DOCUMENT>
Studio album by Joan Baez
- Released: July 31, 1971
- Recorded: 1971
- Studio: Quadrafonic (Nashville, Tennessee)
- Genre: Folk; country folk; folk rock;
- Length: 78:09
- Label: Vanguard VSD-6570/1
- Producer: Norbert Putnam

Joan Baez chronology
| Carry It On (1971) | Blessed Are... (1971) | Come from the Shadows (1972) |

= Blessed Are... =

Blessed Are... is the twelfth studio album (and fourteenth overall) by Joan Baez and her last with Vanguard Records, released in July 1971. It included her hit cover of the Band's "The Night They Drove Old Dixie Down" and songs by Kris Kristofferson, the Beatles, Jesse Winchester, and the Rolling Stones as well as a number of Baez' own compositions. Like its immediate predecessors, the album was recorded in Nashville and had a decidedly country feel.

The original vinyl version was released as a double album, which also included a bonus 7" 33 1/3 rpm record which included the songs "Maria Dolores" and Woody Guthrie's "Deportee", which she dedicated to the farmers of the world, adding "May they soon cease to be victims." On CD pressings, these two tracks are on a separate disc, as the Red Book standards prohibit fitting them on a single, 80-minute disc.

It was Baez' final studio album for Vanguard, her label of the previous eleven years, as she signed with A&M in early 1972.

WRITTEN REQUEST A>
Write out the passage of the album article from "Blessed Are... is" to "single, 80-minute disc." word for word.
WRITTEN REQUEST B>
Give again the listing's lines from the line with "Where can you spot the monitor" to the line with "[[341, 150], [417, 175]]", both included, exactly as they appear and with nothing else.
The album article and the listing come from unrelated sources.

TASK MATERIAL>
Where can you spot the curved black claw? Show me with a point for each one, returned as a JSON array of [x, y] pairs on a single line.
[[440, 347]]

--

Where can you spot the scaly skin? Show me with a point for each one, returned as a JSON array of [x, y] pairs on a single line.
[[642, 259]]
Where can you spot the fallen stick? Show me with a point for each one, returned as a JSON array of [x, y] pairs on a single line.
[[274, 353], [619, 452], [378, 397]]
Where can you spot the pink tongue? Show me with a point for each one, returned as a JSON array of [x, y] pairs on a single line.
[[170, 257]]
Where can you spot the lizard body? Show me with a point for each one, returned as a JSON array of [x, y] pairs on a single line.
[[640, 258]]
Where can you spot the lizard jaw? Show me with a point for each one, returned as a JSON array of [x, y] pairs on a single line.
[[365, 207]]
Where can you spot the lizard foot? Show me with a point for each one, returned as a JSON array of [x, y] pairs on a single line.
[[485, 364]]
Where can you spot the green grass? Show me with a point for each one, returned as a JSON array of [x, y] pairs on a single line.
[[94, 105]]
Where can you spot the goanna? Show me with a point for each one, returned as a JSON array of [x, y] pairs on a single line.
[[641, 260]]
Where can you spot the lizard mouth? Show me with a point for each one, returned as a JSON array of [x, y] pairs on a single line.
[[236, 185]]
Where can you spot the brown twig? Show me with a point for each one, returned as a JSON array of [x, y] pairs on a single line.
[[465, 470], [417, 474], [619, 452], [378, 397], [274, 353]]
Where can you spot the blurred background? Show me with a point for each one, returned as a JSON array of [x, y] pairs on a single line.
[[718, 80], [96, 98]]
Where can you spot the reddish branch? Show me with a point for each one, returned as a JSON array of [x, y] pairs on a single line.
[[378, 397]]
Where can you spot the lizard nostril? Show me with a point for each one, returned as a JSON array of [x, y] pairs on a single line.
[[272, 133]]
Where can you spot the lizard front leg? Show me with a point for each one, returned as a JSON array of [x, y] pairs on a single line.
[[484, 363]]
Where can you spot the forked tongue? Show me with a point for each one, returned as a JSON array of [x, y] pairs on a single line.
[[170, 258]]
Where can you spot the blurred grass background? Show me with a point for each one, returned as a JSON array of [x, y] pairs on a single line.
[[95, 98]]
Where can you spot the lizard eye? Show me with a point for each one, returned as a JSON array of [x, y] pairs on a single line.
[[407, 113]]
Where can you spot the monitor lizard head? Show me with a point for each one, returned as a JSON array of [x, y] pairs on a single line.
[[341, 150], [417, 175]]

==

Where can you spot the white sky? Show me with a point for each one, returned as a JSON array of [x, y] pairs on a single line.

SOLUTION A>
Blessed Are... is the twelfth studio album (and fourteenth overall) by Joan Baez and her last with Vanguard Records, released in July 1971. It included her hit cover of the Band's "The Night They Drove Old Dixie Down" and songs by Kris Kristofferson, the Beatles, Jesse Winchester, and the Rolling Stones as well as a number of Baez' own compositions. Like its immediate predecessors, the album was recorded in Nashville and had a decidedly country feel.

The original vinyl version was released as a double album, which also included a bonus 7" 33 1/3 rpm record which included the songs "Maria Dolores" and Woody Guthrie's "Deportee", which she dedicated to the farmers of the world, adding "May they soon cease to be victims." On CD pressings, these two tracks are on a separate disc, as the Red Book standards prohibit fitting them on a single, 80-minute disc.

SOLUTION B>
Where can you spot the monitor lizard head? Show me with a point for each one, returned as a JSON array of [x, y] pairs on a single line.
[[341, 150], [417, 175]]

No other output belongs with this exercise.